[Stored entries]
[Start of section]

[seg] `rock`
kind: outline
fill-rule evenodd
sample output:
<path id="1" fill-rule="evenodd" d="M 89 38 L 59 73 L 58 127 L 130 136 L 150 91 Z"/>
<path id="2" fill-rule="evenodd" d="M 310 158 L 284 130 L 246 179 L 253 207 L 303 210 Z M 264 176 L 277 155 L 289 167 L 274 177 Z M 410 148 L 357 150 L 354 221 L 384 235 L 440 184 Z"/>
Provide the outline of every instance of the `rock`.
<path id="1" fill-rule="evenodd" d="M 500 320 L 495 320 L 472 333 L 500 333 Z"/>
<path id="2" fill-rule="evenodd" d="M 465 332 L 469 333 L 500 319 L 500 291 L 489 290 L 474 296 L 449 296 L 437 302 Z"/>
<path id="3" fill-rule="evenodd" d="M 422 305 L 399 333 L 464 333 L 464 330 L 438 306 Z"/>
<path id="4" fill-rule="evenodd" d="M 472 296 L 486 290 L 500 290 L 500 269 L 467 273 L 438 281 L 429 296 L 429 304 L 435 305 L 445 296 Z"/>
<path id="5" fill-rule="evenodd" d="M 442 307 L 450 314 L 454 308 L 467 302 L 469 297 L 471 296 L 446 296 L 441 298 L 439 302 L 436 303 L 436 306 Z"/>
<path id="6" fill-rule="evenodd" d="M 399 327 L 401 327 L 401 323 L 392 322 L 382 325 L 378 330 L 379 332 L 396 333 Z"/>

[End of section]

**Exercise brief:** With the line containing "Provide the outline" as the first and the last line of the records as the final one, print exactly the lines in that span.

**Written answer:**
Provide the outline of every instance of the `rock`.
<path id="1" fill-rule="evenodd" d="M 500 320 L 495 320 L 472 333 L 500 333 Z"/>
<path id="2" fill-rule="evenodd" d="M 465 332 L 469 333 L 500 319 L 500 291 L 489 290 L 474 296 L 449 296 L 437 302 Z"/>
<path id="3" fill-rule="evenodd" d="M 422 305 L 399 333 L 464 333 L 464 330 L 438 306 Z"/>
<path id="4" fill-rule="evenodd" d="M 472 296 L 486 290 L 500 290 L 500 269 L 467 273 L 438 281 L 429 296 L 429 304 L 435 305 L 445 296 Z"/>
<path id="5" fill-rule="evenodd" d="M 442 307 L 450 314 L 454 308 L 467 302 L 469 297 L 471 296 L 446 296 L 441 298 L 439 302 L 436 303 L 436 306 Z"/>
<path id="6" fill-rule="evenodd" d="M 399 327 L 401 327 L 401 323 L 392 322 L 382 325 L 378 330 L 379 332 L 396 333 Z"/>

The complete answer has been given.